**SELECTED EXTRACT:**
◇ ◇ ◇

Tunisia: The moderate Islamist party Ennahda has joined other parties in calling for a boycott of president Kaïs Saëid’s referendum on a new constitution, such a vote “not (being) in the interest of Tunisians”.
BBC Africa Live 08 July 2022. 5:16
Tumi Mogorosi: A short portrait of the South African musician, activist and scholar and then an analysis of his just published fourth album: Group Theory: Black Music which is sourced in US jazz and South African music, uses chorus...
Testosterone testing in African Football: The Women’s Africa Cup of Nations (Wafcon) has just opened in Morocco. It enforces testosterone testing for players. Barbra Banda, Zambia’s star player, has tested beyond the testosterone limit and a dozen other players did so too. In the mean-time, Nigeria is no longer the automatic favourite – and has proven it in its opening game which it lost 1:2 to South Africa.
Ethiopia: In its annual report, the state’s Ethiopian Human Rights Commission reports human rights violation by government soldiers as well as fighters from Tigray, Oromia and Amhara. “Inhumane treatment of captured fighters, torture against suspects and forced disappearances have been rampant”, 54 journalists have been arrested in 2021 (15 of them by Tigrayan soldiers) and a communications blackout leaves Tigrayans without access to information.

◇ ◇ ◇

**DATASET EXTRACT:**

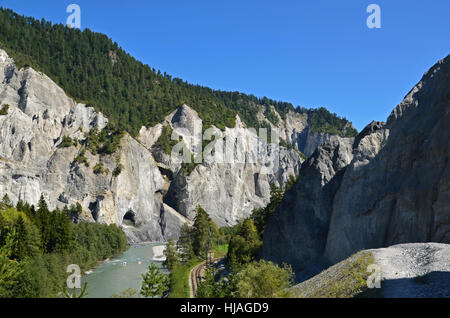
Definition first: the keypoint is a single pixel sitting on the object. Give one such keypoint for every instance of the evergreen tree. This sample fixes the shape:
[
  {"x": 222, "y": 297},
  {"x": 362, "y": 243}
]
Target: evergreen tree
[
  {"x": 6, "y": 200},
  {"x": 155, "y": 283},
  {"x": 204, "y": 231},
  {"x": 185, "y": 243},
  {"x": 172, "y": 255}
]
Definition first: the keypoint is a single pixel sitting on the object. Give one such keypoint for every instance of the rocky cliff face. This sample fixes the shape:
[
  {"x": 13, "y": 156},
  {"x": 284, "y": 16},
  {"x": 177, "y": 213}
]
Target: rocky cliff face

◇ ◇ ◇

**EXERCISE TASKS:**
- a) According to the news roundup, how many journalists were arrested in Ethiopia in 2021?
- b) Reproduce the part of the news roundup that opens with the words containing "Tunisia: The moderate" and closes with "to South Africa.".

**RESULTS IN ORDER:**
- a) 54 journalists, 15 of them by Tigrayan soldiers.

- b)
Tunisia: The moderate Islamist party Ennahda has joined other parties in calling for a boycott of president Kaïs Saëid’s referendum on a new constitution, such a vote “not (being) in the interest of Tunisians”.
BBC Africa Live 08 July 2022. 5:16
Tumi Mogorosi: A short portrait of the South African musician, activist and scholar and then an analysis of his just published fourth album: Group Theory: Black Music which is sourced in US jazz and South African music, uses chorus...
Testosterone testing in African Football: The Women’s Africa Cup of Nations (Wafcon) has just opened in Morocco. It enforces testosterone testing for players. Barbra Banda, Zambia’s star player, has tested beyond the testosterone limit and a dozen other players did so too. In the mean-time, Nigeria is no longer the automatic favourite – and has proven it in its opening game which it lost 1:2 to South Africa.